** begin Material supplied **

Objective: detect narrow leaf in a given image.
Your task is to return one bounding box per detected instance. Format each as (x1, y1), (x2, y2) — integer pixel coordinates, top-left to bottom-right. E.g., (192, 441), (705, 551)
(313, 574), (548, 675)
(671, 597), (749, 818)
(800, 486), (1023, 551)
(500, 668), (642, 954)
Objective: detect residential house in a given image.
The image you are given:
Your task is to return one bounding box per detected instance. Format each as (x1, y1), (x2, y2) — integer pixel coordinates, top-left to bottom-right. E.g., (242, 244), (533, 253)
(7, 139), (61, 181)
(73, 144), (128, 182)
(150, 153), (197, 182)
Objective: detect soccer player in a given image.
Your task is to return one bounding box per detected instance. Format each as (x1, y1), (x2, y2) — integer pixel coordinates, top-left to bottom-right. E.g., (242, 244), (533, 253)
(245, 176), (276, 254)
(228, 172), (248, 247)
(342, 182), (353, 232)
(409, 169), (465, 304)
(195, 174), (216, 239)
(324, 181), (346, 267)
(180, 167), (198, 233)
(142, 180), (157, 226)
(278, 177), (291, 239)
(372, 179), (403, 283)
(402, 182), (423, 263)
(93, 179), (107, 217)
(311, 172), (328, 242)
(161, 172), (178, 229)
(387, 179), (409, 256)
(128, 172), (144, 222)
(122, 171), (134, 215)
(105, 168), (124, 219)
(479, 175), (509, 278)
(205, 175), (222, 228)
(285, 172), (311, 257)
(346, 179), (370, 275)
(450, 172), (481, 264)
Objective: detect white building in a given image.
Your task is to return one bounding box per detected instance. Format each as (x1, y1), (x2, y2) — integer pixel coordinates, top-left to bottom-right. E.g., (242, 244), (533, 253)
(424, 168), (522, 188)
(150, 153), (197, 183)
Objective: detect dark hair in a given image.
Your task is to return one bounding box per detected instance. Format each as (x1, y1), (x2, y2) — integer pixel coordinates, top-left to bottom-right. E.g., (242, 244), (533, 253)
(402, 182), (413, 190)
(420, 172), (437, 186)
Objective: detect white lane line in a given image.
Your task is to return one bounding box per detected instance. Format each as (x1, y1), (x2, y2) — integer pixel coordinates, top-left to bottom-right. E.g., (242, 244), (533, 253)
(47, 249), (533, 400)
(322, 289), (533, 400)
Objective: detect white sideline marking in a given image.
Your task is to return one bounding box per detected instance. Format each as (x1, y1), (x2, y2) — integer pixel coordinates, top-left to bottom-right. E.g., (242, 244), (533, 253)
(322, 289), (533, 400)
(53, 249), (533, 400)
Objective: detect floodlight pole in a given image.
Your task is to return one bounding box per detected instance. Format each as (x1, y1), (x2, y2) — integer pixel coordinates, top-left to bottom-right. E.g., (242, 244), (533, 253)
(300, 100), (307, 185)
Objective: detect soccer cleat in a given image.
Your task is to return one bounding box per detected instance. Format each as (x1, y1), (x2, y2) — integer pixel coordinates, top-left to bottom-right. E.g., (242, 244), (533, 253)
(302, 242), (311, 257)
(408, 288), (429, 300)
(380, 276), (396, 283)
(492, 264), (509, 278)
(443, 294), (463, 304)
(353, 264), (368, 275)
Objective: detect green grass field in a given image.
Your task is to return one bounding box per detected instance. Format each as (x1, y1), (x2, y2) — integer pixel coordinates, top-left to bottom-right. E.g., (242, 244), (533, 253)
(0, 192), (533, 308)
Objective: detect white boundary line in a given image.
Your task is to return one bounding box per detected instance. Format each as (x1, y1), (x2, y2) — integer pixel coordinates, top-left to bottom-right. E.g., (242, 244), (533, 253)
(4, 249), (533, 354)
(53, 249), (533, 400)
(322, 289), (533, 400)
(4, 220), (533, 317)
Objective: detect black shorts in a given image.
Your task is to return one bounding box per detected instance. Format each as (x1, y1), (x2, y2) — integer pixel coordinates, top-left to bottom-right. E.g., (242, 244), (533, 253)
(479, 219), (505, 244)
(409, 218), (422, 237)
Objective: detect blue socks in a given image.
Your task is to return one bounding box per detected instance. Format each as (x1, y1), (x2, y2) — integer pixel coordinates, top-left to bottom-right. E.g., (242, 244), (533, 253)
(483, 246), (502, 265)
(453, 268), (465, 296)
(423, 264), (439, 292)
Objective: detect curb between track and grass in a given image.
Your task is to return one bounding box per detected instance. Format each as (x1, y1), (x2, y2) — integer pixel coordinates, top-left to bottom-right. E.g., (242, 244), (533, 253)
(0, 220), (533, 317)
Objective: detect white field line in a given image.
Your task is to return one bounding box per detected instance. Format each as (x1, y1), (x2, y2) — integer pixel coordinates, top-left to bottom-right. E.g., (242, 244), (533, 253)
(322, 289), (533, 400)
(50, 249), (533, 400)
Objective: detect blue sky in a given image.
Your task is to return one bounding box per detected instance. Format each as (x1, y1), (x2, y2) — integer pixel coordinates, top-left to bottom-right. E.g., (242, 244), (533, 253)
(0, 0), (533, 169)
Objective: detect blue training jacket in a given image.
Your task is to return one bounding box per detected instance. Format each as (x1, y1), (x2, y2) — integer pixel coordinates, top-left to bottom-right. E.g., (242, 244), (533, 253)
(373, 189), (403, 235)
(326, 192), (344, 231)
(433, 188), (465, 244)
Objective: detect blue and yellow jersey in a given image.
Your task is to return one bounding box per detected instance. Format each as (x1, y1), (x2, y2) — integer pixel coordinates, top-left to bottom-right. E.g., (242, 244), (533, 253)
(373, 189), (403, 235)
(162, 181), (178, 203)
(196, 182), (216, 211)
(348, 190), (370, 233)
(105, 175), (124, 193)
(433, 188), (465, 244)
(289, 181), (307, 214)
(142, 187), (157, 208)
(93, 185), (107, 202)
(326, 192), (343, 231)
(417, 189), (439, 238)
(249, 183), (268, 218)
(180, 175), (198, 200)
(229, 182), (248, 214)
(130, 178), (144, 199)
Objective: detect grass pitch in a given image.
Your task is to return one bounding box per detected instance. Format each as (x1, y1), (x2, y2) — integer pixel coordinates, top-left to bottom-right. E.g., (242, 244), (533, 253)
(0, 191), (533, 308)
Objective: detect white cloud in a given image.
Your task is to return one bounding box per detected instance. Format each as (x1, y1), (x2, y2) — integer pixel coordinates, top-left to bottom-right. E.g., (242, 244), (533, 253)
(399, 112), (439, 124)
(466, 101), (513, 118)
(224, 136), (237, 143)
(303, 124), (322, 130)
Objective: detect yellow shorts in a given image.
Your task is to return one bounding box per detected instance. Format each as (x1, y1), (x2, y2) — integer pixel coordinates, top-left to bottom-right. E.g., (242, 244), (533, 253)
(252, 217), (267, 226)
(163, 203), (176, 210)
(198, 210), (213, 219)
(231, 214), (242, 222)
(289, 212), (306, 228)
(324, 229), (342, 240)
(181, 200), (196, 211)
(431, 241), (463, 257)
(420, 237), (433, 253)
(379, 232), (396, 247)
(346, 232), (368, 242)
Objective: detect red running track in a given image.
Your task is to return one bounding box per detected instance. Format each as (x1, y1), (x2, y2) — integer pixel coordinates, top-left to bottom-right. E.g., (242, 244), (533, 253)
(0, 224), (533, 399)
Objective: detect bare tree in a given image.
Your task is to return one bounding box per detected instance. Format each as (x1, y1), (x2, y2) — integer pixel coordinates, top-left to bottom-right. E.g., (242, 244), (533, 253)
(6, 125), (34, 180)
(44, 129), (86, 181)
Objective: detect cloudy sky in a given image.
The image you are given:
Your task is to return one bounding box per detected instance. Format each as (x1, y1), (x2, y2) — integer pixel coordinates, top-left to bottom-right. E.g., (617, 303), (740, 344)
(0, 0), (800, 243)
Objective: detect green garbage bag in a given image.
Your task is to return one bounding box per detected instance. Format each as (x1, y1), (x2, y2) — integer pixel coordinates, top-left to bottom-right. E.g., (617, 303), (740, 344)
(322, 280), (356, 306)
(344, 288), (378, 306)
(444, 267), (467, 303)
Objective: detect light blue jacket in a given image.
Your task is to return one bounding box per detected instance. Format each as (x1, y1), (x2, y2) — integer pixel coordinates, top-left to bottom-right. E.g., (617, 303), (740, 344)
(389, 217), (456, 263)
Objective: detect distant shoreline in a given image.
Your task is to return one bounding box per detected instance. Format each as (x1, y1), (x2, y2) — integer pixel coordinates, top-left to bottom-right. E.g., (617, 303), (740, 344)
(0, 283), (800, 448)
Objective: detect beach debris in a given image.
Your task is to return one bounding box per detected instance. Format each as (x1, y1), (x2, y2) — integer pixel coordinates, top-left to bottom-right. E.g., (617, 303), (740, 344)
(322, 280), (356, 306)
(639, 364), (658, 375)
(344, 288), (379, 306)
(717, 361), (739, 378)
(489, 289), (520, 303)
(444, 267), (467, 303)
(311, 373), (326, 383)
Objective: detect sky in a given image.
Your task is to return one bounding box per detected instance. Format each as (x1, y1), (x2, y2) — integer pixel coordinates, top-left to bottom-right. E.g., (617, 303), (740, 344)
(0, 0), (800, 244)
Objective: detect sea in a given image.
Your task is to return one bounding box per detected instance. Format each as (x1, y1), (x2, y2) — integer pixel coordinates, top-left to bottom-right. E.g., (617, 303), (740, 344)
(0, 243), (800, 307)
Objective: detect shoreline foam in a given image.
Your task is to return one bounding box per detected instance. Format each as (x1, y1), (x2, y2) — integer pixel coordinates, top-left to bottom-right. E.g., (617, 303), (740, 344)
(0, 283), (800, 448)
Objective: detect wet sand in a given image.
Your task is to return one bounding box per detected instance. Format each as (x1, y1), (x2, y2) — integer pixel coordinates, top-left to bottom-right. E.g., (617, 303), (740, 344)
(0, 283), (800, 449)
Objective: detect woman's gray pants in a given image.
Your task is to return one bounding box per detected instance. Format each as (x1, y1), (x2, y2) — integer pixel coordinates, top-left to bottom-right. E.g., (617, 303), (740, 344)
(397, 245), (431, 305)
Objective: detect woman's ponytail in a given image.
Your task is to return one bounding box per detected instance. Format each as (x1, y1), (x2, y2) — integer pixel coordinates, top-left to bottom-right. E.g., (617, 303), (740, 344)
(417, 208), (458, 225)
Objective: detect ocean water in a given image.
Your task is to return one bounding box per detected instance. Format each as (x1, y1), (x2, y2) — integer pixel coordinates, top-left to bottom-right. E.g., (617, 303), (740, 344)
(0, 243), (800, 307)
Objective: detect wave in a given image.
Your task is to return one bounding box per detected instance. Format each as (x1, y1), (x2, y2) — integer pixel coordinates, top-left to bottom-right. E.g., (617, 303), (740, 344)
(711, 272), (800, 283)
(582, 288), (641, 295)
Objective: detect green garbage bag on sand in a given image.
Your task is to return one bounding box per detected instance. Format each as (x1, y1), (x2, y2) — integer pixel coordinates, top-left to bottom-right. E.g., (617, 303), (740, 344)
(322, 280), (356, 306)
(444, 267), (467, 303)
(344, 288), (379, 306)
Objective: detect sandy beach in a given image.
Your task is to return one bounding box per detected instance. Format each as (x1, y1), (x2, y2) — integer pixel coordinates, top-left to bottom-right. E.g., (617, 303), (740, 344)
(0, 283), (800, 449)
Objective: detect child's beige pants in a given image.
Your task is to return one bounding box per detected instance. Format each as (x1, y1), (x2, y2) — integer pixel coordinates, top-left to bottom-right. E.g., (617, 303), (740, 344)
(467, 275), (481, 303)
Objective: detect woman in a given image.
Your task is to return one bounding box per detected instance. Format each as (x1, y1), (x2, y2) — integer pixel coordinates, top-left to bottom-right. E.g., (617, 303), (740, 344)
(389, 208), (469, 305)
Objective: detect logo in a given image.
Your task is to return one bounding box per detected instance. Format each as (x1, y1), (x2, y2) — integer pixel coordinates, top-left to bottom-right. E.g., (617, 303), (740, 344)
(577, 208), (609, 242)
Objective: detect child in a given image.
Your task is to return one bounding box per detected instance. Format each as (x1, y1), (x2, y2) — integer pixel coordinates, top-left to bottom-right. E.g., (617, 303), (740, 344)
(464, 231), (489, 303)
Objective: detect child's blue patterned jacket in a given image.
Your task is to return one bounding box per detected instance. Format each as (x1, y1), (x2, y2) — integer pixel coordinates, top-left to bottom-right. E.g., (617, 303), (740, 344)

** end Material supplied **

# [Task details]
Rewrite the entries from their start through the line containing "(150, 153), (197, 182)", replacing "residential house" with "apartment building" and leaving everything else the same.

# [Completed task]
Objective: detect narrow leaf in a given image.
Your task is to return one bounding box per detected instance. Format each as (x1, y1), (x2, y2) — integer pixel coordinates, top-left to bottom-right. E.g., (192, 441), (705, 551)
(313, 574), (548, 675)
(671, 597), (749, 818)
(800, 486), (1023, 551)
(500, 668), (642, 954)
Objective: detect apartment building in a given image.
The image you are given:
Your task is to return one bounding box per detected instance. Format each as (x1, y1), (x2, y2) — integer pixel coordinates, top-left to bottom-right. E.g., (242, 244), (533, 253)
(7, 139), (61, 181)
(73, 144), (128, 182)
(150, 153), (197, 182)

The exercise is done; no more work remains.